» **PASSAGE PROVIDED**:
That’s right, I said automatics. I don’t care if the brochure says it’s a dual clutch semi-automatic just like an F1-car, fact is, if there are two pedals it’s an automatic.

The ability to change gear in an instant by flicking a paddle does not make it manual. You wouldn’t boast about a 1984 VK Commodore with a 3-speed automatic being ‘semi-auto’, would you? But you can hold it in first or second gear and then click it into drive when you want. The only difference with modern cars is that they do it much faster and are often attached to an otherwise highly desirable car.

Some of the most satisfying parts of performance driving are based around using a manual gearbox. Whether it’s really nailing a shift or getting that heel-and-toe downshift just right, a rare occurrence for myself, I’ll admit, but I’ll take it over an auto any day. I seriously can’t understand how anybody could enjoy driving a car with a paddle shift transmission.

» **PROVIDED INFORMATION**:

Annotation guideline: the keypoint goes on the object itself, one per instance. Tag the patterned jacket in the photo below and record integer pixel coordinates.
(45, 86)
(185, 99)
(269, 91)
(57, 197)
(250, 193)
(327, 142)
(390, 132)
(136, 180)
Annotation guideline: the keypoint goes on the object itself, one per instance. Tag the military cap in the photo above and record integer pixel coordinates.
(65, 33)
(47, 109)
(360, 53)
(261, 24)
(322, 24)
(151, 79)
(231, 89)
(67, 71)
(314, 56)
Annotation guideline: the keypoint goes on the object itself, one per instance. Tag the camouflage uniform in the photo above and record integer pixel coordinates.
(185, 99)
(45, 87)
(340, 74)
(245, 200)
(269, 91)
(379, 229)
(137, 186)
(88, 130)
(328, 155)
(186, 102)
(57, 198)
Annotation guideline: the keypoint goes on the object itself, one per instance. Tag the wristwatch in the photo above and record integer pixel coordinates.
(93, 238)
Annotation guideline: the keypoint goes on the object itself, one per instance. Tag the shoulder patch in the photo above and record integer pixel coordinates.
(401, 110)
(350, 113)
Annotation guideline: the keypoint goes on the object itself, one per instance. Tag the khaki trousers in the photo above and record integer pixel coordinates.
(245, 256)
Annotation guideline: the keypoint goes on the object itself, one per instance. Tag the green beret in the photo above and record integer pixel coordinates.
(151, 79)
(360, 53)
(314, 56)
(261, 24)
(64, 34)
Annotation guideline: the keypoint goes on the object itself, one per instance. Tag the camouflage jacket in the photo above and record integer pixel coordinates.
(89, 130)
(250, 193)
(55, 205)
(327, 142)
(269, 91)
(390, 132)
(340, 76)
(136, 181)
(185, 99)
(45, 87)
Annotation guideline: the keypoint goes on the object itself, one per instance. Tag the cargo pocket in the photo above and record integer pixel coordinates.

» **WORK REQUIRED**:
Please update the piece on automatic gearboxes by rewriting the part starting at "That’s right, I" and ending at "highly desirable car.", with "brochure" changed to "spec sheet".

» **RESULT FOR THIS TASK**:
That’s right, I said automatics. I don’t care if the spec sheet says it’s a dual clutch semi-automatic just like an F1-car, fact is, if there are two pedals it’s an automatic.

The ability to change gear in an instant by flicking a paddle does not make it manual. You wouldn’t boast about a 1984 VK Commodore with a 3-speed automatic being ‘semi-auto’, would you? But you can hold it in first or second gear and then click it into drive when you want. The only difference with modern cars is that they do it much faster and are often attached to an otherwise highly desirable car.